### To do
Quote the material below exactly as written, from the first line to the line that holds "as [[353, 205]].", endpoints included.

### Material for this task
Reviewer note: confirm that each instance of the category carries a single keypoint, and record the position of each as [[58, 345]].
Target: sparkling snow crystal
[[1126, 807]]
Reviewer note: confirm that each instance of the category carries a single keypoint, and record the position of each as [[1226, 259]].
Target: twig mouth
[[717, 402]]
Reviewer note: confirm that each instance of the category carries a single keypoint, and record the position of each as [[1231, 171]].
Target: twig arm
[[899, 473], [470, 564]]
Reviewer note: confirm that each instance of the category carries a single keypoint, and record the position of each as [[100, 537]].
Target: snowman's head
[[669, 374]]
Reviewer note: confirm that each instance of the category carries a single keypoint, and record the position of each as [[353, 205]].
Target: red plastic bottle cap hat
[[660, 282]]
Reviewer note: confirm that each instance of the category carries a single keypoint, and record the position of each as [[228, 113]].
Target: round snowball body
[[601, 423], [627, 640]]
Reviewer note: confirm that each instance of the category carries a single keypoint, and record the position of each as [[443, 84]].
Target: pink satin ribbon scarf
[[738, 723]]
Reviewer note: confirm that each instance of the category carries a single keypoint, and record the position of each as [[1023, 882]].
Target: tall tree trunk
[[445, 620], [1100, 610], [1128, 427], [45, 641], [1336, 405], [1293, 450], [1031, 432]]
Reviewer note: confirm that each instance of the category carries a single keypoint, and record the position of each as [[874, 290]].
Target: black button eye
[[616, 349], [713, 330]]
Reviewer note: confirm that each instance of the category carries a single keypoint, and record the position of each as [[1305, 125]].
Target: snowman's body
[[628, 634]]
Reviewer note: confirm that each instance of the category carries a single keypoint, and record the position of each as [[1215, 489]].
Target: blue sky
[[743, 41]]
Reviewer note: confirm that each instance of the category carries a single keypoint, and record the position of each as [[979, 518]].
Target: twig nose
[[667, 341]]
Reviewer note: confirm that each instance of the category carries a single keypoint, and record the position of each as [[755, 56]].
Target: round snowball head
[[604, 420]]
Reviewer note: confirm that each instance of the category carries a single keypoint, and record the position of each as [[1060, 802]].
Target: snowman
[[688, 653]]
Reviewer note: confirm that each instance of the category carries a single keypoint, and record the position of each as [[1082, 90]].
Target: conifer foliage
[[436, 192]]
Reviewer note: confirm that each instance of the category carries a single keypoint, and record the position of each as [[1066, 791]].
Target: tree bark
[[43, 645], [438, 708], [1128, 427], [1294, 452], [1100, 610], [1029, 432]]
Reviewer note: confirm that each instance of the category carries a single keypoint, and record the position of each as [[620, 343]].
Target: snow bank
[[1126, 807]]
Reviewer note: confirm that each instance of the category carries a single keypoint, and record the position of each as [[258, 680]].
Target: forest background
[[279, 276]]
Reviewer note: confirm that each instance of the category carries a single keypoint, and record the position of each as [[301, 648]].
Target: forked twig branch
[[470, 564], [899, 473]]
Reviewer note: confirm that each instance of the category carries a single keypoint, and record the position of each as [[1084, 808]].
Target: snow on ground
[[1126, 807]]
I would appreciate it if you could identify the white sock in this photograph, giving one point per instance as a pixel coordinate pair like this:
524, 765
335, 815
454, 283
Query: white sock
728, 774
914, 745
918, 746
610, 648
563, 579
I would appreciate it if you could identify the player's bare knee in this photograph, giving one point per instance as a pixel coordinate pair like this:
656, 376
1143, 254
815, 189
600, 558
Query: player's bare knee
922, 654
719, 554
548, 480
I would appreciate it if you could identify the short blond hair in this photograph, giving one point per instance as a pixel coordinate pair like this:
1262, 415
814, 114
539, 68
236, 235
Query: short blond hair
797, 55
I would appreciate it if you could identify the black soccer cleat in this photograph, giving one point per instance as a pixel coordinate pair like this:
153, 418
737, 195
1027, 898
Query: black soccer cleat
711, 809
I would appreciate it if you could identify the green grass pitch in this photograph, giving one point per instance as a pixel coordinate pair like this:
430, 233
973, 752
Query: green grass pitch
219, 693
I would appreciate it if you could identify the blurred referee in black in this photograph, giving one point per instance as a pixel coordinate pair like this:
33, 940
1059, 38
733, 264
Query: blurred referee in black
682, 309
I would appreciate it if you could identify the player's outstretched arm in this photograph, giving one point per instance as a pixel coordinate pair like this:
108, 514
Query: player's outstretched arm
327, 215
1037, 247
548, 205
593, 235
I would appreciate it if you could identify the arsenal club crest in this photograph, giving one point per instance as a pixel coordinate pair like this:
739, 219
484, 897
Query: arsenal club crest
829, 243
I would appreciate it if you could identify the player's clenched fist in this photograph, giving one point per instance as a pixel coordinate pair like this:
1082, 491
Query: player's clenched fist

### Written response
Reviewer note: confirm that each instance of the category carries a single keypoint, and record the position of each as [[58, 345]].
Target: sparkling snow crystal
[[1126, 807]]
Reviewer note: confirm that each instance of the category carries a single keypoint, and record the position of each as [[1226, 259]].
Target: twig mouth
[[717, 402]]
Reviewer note: confirm that each instance of the category carries a single keypoint, and record the position of each as [[1231, 171]].
Target: twig arm
[[899, 473], [470, 564]]
Reviewer note: confirm that each instance of the category carries a single keypoint, and record the position of each as [[100, 537]].
Target: snowman's head
[[669, 374]]
Reviewer note: confirm that each instance of the category carries a single keypoint, and record the position of each as [[353, 205]].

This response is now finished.